[Records from a dataset]
______________________________
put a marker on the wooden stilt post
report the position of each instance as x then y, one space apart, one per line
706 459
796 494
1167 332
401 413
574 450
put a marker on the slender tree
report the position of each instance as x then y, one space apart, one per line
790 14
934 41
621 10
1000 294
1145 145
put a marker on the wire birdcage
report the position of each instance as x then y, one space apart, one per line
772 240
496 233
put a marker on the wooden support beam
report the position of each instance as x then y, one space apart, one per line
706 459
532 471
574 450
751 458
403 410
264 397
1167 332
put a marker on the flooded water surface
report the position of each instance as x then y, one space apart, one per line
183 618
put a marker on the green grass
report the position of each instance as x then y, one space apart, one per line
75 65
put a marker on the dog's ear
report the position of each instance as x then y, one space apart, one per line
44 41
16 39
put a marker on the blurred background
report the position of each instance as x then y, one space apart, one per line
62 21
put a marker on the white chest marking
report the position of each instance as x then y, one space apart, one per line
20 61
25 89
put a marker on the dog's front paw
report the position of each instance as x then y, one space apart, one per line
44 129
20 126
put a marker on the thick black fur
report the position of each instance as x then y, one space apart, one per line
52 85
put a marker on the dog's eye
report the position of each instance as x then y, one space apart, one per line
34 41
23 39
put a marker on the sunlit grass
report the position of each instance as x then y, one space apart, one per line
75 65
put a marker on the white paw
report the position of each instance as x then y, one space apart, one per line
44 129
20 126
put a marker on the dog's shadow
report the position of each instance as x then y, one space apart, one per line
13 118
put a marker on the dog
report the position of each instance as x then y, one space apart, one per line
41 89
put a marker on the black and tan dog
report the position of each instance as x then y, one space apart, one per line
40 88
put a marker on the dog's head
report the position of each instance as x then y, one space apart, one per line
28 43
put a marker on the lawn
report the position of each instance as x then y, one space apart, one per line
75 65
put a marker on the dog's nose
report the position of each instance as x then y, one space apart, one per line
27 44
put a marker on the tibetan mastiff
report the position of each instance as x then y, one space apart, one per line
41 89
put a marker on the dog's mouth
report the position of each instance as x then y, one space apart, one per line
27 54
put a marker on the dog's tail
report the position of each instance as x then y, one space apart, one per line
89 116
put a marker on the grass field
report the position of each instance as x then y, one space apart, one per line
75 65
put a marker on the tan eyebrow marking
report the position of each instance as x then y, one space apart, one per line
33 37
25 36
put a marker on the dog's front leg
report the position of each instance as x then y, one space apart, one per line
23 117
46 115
______________________________
* **DESCRIPTION OF THE TASK**
This exercise asks for every line of the records to be repeated exactly.

* **TASK OUTPUT**
put a marker on the wooden stilt post
report the position of each instance as x then y, one space apart, one per line
706 459
796 494
1167 332
401 413
574 450
put a marker on the slender tree
report the position of each instance as x then y, one space apart, one per line
790 14
934 41
621 10
1000 294
1145 145
put a marker on the wire birdcage
report the position of each instance as x then y, one space apart, one per line
772 240
496 233
put a marker on the wooden support beam
report the position of each instance as x then y, one space apart, one per line
706 459
532 471
574 450
751 458
403 410
264 397
1167 332
put a marker on the flooded water surface
report the position of each instance as x then y, one space apart, one per line
183 618
put a marker on the green grass
report the position of each instance as x then y, one space apart, one per line
75 65
put a marker on the dog's ear
report the position of each instance as x then y, one space apart, one per line
44 41
16 39
put a marker on the blurred background
report the position of each instance as x then y, one space apart, one per line
62 21
put a marker on the white chest marking
report the position of each instance as x then y, one space apart, one per line
20 61
25 89
put a marker on the dog's front paw
report the position of each instance as x then y, one space apart, one per line
44 129
20 126
put a marker on the thick black fur
report the position of each instance as x then y, one space apart, one per line
52 85
put a marker on the dog's eye
report the position of each instance as x then y, one space apart, one per line
34 41
23 39
put a marker on the sunlit grass
report the position of each instance as x then y, one space apart, one per line
75 65
put a marker on the white paw
report the position of each instance as x then y, one space apart, one per line
44 129
20 126
put a marker on the dog's shadow
report the position of each instance as x then y, one space apart, one per line
13 118
put a marker on the dog
report the position of each instance as x then y, one space apart, one per line
41 89
put a marker on the black and tan dog
report the position of each instance as x then y, one space apart, one per line
40 88
put a marker on the dog's head
report the position of each instance as x then y, one space apart, one per line
28 43
put a marker on the lawn
report the position of each instance as x then y, one space apart, one per line
75 65
put a marker on the dog's nose
report the position of each instance as x then y, one space apart, one per line
27 44
put a marker on the tibetan mastiff
report the position of each instance as x then y, one space apart, one per line
41 89
put a marker on the dog's mouth
report the position of each instance as x then y, one space apart, one per line
27 54
put a marker on the dog's tail
report the position of each instance as x then y, one space apart, one per line
89 116
put a marker on the grass field
report the position of each instance as x then y, one space apart, one per line
75 65
put a marker on the tan eyebrow marking
report the position of each instance as x then y, one space apart, one per line
33 37
25 36
put a marker on the dog's front leg
report the position of each instance as x then y, one space apart, one per line
23 117
46 115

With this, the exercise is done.